### WHAT THIS TASK INVOLVES:
Starting at the first line and ending at the last, output the data exactly.
===== INPUT
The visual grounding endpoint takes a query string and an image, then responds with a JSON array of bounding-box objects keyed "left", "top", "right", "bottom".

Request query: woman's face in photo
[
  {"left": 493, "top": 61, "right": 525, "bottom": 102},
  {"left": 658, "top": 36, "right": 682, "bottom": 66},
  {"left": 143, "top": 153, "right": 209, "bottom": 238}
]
==========
### WRITTEN RESPONSE:
The visual grounding endpoint takes a query string and an image, then responds with a JSON array of bounding-box objects keyed "left", "top", "right", "bottom".

Request query: woman's face in photo
[
  {"left": 493, "top": 61, "right": 525, "bottom": 102},
  {"left": 658, "top": 36, "right": 682, "bottom": 66},
  {"left": 143, "top": 153, "right": 209, "bottom": 238}
]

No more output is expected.